*DOCUMENT TEXT*
"""
Best custom photo acoustic panels


My wife wants some family photos in the living room. I think the room needs some acoustic panels. Luckily I know that some companies offer custom panels with a photo you upload to them. Anybody have experience with this type of application and recommend a particular company over the others? Any bad experiences out there where the photo came out not looking like you’d hoped for? I have very little experience with acoustic treatments and honestly don’t know where to start. 
 

family room is open to kitchen. ~13x18 not including the kitchen (13x24ish). Living room portion has vaulted ceiling sloped only on one side with the peak at ~18ft…kitchen portion ceiling is 9ft. Two large doors/windows on one side of the long wall. Currently wife doesn’t want curtains on that wall. TV and speakers on the short wall far end from kitchen with built-in cabinets. Current speakers are B&W 685 s2’s, which are front-ported but also likely target for a future upgrade. Naim Uniti Star for amplification that unfortunately doesn’t offer room correction. So how much total area should I start with? I can put one between the two windows/doors and several on the wall across from that one. Thoughts, questions, and recommendations appreciated. Thanks in advance.
"""
*SUPPLIED ENTRIES*
"""
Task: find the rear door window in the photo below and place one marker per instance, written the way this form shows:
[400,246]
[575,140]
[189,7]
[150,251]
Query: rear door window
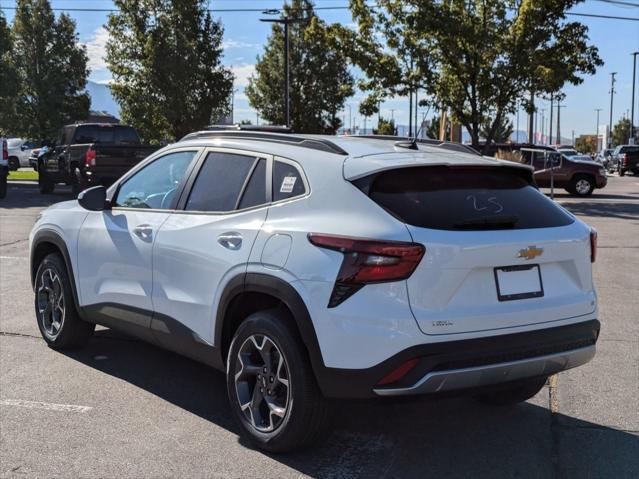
[221,181]
[450,198]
"""
*TASKS*
A: According to the post about custom photo acoustic panels, why is the poster interested in panels printed with a photo?
B: Which lines of the listing contain the string "rear"? Case counts. Copy each of those lines.

*SOLUTION SET*
A: The poster's wife wants family photos in the living room, and the poster thinks the room needs acoustic panels. Some companies offer custom panels printed with a photo the customer uploads, so one panel can serve both purposes.

B:
Task: find the rear door window in the photo below and place one marker per instance, written the way this form shows:
Query: rear door window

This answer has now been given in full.